* [EXTRAIT DU TEXTE]:
────────────────────

Ce jour-là avait été «un samedi normal», selon l’expert en neuropsychiatrie qui l’a rencontré lors de sa détention préventive. Il avait passé l’après-midi à boire avec un ami avant de rentrer dîner chez sa petite amie chez qui il vivait à l’époque. Il serait ensuite ressorti acheter de l’alcool, «de la vodka, du whisky et des bières» dans une station-service. «Il m’a dit avoir consommé quatre bières et un peu de whisky puis c’est l’amnésie complète», relate le médecin. Un trou noir que l’expert qualifie d’amnésie défensive. Elle semble d’ailleurs être intervenue après l’interrogatoire des policiers.
Le fruit du hasard
D’après le spécialiste, Dylan était en pleine possession de ses moyens malgré sa forte consommation d’alcool qui n’aurait pas suffi à altérer son discernement au moment des faits. La raison de son acte reste inconnue à ce jour. Il ne connaissait pas le propriétaire de la voiture et l’expert a exclu la pyromanie.
L’enquêteur de la police judiciaire n’en a pas découvert davantage. «Je pense que c’est le fruit du hasard que cette voiture ait été incendiée», confie le policier. Dylan a d’abord nié toute implication et prétendu ne pas être sorti de chez son amie ce soir-là avant d’accuser un autre homme et de raconter une version «pleine d’incohérences». Lors d’une perquisition, les policiers retrouvent les vêtements décrits par les témoins ainsi que la preuve de son appel téléphonique aux services d’urgence.
Rapidement arrivés sur les lieux, les sapeurs-pompiers ont pu éteindre les flammes facilement et éviter qu’elles ne se propagent à l’immeuble d’habitation devant lequel la voiture était stationnée. «Le danger que les flammes se propagent à l’immeuble était très faible», a précisé un expert en incendie qui n’a toutefois pas exclu cette possibilité. La famille à qui appartenait la voiture et qui vivait dans l’immeuble s’est portée partie civile. Elle réclame 17 500 euros de préjudice moral et 6 000 euros de location d’une voiture de remplacement.

────────────────────

(Données tirées d'une collection)

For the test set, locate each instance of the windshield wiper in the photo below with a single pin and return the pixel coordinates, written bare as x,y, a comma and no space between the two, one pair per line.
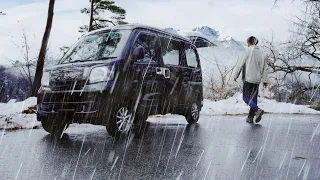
78,60
104,58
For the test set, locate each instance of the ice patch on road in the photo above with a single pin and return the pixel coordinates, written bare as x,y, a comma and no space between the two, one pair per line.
235,105
12,118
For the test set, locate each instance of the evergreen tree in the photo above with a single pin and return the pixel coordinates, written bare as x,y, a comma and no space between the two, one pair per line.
97,20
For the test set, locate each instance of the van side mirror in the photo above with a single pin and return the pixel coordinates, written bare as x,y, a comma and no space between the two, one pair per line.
138,53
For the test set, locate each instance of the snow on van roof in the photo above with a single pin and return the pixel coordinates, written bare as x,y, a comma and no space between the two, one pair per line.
140,26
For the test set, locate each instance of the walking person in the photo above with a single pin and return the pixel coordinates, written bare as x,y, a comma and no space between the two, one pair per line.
253,66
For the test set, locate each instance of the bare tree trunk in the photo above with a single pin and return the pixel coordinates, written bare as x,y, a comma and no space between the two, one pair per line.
43,50
91,16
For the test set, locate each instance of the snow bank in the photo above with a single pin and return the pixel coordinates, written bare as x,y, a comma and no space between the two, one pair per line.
13,107
12,118
235,106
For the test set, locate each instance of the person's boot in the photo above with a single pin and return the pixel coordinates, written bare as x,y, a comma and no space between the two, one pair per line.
249,120
258,115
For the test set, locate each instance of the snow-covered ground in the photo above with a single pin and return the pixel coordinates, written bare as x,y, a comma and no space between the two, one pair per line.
236,106
12,118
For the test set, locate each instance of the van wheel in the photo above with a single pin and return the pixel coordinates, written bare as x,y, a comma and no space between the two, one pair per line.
121,121
193,113
54,126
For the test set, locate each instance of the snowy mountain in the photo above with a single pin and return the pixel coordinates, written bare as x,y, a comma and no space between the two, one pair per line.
221,57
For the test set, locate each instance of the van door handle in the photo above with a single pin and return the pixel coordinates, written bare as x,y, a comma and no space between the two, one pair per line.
163,71
159,70
166,73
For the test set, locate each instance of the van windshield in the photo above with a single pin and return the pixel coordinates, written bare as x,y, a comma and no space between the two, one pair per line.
98,46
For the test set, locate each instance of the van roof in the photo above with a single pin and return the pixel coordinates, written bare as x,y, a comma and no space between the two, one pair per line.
140,26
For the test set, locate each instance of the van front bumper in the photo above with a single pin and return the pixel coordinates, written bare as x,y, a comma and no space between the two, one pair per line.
77,106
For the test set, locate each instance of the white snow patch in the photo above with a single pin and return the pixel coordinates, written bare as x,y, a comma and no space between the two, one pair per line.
12,118
235,105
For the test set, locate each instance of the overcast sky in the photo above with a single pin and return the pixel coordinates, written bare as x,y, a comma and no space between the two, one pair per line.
236,18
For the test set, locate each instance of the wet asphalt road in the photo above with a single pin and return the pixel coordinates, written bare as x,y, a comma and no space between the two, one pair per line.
218,147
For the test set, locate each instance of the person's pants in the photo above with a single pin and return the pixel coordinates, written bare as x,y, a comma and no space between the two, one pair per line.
250,96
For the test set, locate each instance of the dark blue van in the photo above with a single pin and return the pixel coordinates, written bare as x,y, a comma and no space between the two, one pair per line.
117,77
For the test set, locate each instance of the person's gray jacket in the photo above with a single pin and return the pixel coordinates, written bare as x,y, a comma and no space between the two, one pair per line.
255,62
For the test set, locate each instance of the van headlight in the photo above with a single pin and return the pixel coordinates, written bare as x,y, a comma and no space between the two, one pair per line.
45,79
101,74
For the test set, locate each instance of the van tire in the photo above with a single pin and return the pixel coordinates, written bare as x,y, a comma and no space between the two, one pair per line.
192,113
54,126
120,121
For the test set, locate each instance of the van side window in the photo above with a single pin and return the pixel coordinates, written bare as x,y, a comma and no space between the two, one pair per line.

────────────────────

* [CONSIGNES]:
A. Dans l'extrait sur l'incendie de la voiture, quel montant la famille réclame-t-elle au titre du préjudice moral ?
B. Recopiez le passage de l'extrait sur l'incendie de la voiture, en commençant par « Rapidement arrivés sur » et en poursuivant jusqu'à « voiture de remplacement. ».

* [CORRIGÉ]:
A. 17 500 euros.

B.
Rapidement arrivés sur les lieux, les sapeurs-pompiers ont pu éteindre les flammes facilement et éviter qu’elles ne se propagent à l’immeuble d’habitation devant lequel la voiture était stationnée. «Le danger que les flammes se propagent à l’immeuble était très faible», a précisé un expert en incendie qui n’a toutefois pas exclu cette possibilité. La famille à qui appartenait la voiture et qui vivait dans l’immeuble s’est portée partie civile. Elle réclame 17 500 euros de préjudice moral et 6 000 euros de location d’une voiture de remplacement.